**Text section**

● ● ● ● ● ● ●

1. Field of Invention
The present invention relates to a polarization luminaire for uniformly illuminating a rectangular illumination area or the like with polarized light waves in which the polarization direction thereof is made to be uniform. Further, the present invention relates to a projection display for modulating polarized light, which has been emitted from this polarization luminaire, by means of a light valve and for enlarging an image and displaying the image on a screen.
2. Description of Related Art
Hitherto, a system of the optical integrator using two lens plates has been known as an optical system for uniformly illuminating a rectangular illumination area of a liquid crystal light valve or the like. The system of the optical integrator is disclosed in, for example, Japanese Patent Public Disclosure No. 3-11806/1991 Official Gazette and has already been put to practical use.
Ordinary projection displays, which use liquid crystal light valves of the type adapted to modulate polarized light, can utilize only single kind of polarized light. It is, therefore, important for obtaining a light projected image to enhance the utilization efficiency of light.
An object of the present invention is to propose a luminaire suitable for using in a projection display or the like, which uses a liquid crystal light valve of the type adapted to modulate polarized light, as an illuminating system.

● ● ● ● ● ● ●

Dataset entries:
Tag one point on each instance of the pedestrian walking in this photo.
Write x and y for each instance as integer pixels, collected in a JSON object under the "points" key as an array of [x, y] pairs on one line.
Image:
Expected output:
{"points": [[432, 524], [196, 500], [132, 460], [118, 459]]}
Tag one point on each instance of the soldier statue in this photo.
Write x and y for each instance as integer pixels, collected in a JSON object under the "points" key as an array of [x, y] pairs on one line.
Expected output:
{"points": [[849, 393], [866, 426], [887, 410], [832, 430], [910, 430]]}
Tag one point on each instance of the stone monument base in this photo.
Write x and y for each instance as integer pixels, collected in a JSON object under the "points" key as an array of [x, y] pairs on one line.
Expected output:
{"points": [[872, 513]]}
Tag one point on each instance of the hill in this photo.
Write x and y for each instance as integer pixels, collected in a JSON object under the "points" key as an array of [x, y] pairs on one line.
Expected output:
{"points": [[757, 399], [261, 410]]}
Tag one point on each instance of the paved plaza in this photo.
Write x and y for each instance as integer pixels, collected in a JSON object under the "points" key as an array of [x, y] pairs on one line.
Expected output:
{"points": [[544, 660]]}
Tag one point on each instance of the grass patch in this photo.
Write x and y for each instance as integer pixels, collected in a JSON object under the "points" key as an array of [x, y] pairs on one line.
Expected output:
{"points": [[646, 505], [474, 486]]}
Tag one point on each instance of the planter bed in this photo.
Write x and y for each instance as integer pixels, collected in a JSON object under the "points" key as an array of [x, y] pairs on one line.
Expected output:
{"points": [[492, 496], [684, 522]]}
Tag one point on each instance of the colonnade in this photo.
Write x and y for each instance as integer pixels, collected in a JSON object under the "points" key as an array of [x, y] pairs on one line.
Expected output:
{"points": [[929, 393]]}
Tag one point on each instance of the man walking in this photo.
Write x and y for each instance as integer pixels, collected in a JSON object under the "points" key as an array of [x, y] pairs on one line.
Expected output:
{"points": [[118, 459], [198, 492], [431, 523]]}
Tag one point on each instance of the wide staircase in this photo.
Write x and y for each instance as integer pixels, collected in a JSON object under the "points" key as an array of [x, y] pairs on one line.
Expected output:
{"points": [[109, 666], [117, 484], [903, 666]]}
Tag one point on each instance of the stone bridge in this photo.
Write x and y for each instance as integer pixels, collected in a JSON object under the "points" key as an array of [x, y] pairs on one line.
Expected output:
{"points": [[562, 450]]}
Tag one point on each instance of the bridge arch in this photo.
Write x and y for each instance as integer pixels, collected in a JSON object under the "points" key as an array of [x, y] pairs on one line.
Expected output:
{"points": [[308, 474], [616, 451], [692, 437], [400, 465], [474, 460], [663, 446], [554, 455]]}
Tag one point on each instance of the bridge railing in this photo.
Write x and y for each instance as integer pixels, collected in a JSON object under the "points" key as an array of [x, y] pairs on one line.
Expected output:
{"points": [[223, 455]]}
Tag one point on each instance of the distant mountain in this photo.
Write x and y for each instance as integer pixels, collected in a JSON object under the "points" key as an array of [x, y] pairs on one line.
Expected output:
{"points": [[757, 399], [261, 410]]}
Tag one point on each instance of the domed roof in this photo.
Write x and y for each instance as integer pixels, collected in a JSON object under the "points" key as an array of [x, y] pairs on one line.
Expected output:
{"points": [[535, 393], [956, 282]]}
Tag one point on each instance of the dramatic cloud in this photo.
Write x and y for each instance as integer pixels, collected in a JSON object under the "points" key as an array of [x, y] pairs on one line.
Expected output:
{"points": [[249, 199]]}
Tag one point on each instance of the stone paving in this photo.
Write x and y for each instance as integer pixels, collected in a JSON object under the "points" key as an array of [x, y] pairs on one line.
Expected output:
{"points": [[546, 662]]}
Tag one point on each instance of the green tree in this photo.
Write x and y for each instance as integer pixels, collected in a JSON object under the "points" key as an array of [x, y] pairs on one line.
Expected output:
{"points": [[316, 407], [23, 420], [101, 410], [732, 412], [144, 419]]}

● ● ● ● ● ● ●

**Your goal**
Echo the full polarization luminaire text back word for word. The rows have no part in this.

**Written answer**
1. Field of Invention
The present invention relates to a polarization luminaire for uniformly illuminating a rectangular illumination area or the like with polarized light waves in which the polarization direction thereof is made to be uniform. Further, the present invention relates to a projection display for modulating polarized light, which has been emitted from this polarization luminaire, by means of a light valve and for enlarging an image and displaying the image on a screen.
2. Description of Related Art
Hitherto, a system of the optical integrator using two lens plates has been known as an optical system for uniformly illuminating a rectangular illumination area of a liquid crystal light valve or the like. The system of the optical integrator is disclosed in, for example, Japanese Patent Public Disclosure No. 3-11806/1991 Official Gazette and has already been put to practical use.
Ordinary projection displays, which use liquid crystal light valves of the type adapted to modulate polarized light, can utilize only single kind of polarized light. It is, therefore, important for obtaining a light projected image to enhance the utilization efficiency of light.
An object of the present invention is to propose a luminaire suitable for using in a projection display or the like, which uses a liquid crystal light valve of the type adapted to modulate polarized light, as an illuminating system.